* _LISTED RECORDS_
— begin —

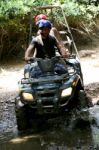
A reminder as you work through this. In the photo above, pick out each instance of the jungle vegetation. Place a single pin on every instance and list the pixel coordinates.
(14, 21)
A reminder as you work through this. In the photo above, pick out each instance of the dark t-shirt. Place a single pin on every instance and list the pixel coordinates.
(44, 47)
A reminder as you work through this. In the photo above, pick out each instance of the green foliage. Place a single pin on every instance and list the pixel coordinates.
(14, 20)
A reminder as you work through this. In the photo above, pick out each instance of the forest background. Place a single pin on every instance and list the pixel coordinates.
(82, 16)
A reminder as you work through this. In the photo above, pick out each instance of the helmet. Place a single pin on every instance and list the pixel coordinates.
(44, 23)
(39, 17)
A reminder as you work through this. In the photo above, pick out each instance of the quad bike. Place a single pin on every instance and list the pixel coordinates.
(51, 92)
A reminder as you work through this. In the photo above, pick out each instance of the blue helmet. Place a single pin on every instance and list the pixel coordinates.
(44, 23)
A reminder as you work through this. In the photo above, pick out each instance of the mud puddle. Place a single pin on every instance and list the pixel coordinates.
(67, 132)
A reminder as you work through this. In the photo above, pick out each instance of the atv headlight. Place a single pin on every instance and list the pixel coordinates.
(27, 96)
(66, 92)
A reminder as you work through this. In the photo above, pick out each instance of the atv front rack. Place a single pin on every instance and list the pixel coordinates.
(42, 79)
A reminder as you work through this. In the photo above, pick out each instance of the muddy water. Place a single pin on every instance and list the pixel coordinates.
(70, 132)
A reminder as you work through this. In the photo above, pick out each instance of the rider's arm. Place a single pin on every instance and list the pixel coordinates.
(30, 49)
(64, 52)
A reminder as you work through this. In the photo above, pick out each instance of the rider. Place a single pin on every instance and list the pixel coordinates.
(54, 32)
(44, 44)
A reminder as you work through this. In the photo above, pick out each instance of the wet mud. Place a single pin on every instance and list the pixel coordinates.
(75, 130)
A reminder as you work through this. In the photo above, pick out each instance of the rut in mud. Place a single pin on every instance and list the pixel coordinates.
(60, 133)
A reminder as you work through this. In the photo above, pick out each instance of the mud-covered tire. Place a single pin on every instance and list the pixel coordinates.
(82, 99)
(22, 118)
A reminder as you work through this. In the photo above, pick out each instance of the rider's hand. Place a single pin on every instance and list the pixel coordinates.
(66, 54)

— end —

* _PROBLEM STATEMENT_
Reproduce the items with every "pin" swapped for "marker" and all other text unchanged. Leave the pictures out.

* _RESPONSE_
A reminder as you work through this. In the photo above, pick out each instance of the jungle vegetation. Place a single marker on every instance and list the pixel coordinates.
(14, 21)
A reminder as you work through this. In the photo above, pick out each instance of the dark t-shirt. Place a single marker on every instance and list the pixel coordinates.
(44, 47)
A reminder as you work through this. In the photo above, pick out each instance of the green foliage. Place a single marker on every instance and list the pixel coordinates.
(14, 20)
A reminder as you work through this. In the photo above, pick out each instance of the forest background. Place a single marker on every instance and list the pixel coordinates.
(82, 16)
A reminder as you work through this. In the photo above, pick out each instance of the helmet. Place a single marker on every instance and list the pixel coordinates.
(44, 23)
(39, 17)
A reminder as you work through this. In the photo above, pick out each instance of the quad bike. Place a single marker on every instance and list the pixel coordinates.
(51, 92)
A reminder as you work through this. In the photo above, pick out each instance of the blue helmet. Place a single marker on every instance and list the pixel coordinates.
(44, 23)
A reminder as you work through this. In the photo above, pick out each instance of the mud puddle. Place a single marker on every instance and list the pixel coordinates.
(67, 132)
A reminder as you work through this. In the photo above, pick out each instance of the atv headlight. Place a single marker on every instance and list the pixel coordinates.
(27, 96)
(66, 92)
A reminder as you work through this. In the photo above, pick out each instance of the atv front rack. Place a single marker on every instance and list the pixel coordinates.
(42, 79)
A reminder as you work through this. In the photo above, pick out each instance of the muddy water. Place a single marker on every instance and list the pixel coordinates.
(70, 132)
A reminder as you work through this. In the photo above, pick out each instance of the rider's arm. Place a single marker on every instance and list the pixel coordinates.
(30, 49)
(64, 52)
A reminder as you work through this. In the photo above, pick out each instance of the rider. Place a single marker on every instance and list the pixel coordinates.
(54, 32)
(44, 44)
A reminder as you work through this. In the photo above, pick out each instance of the wet mud. Place a single marker on every instance and list the pixel coordinates.
(75, 130)
A reminder as you work through this. In the photo above, pick out each instance of the rut in mud. Place a single marker on every instance and list the pixel coordinates.
(60, 133)
A reminder as you work through this. In the photo above, pick out each instance of the mud-covered tire. Place a single marker on every instance and list the pixel coordinates.
(82, 99)
(22, 118)
A reminder as you work through this. In the photo above, pick out each instance of the rider's hand. Place a single marker on every instance and list the pixel coordinates.
(66, 54)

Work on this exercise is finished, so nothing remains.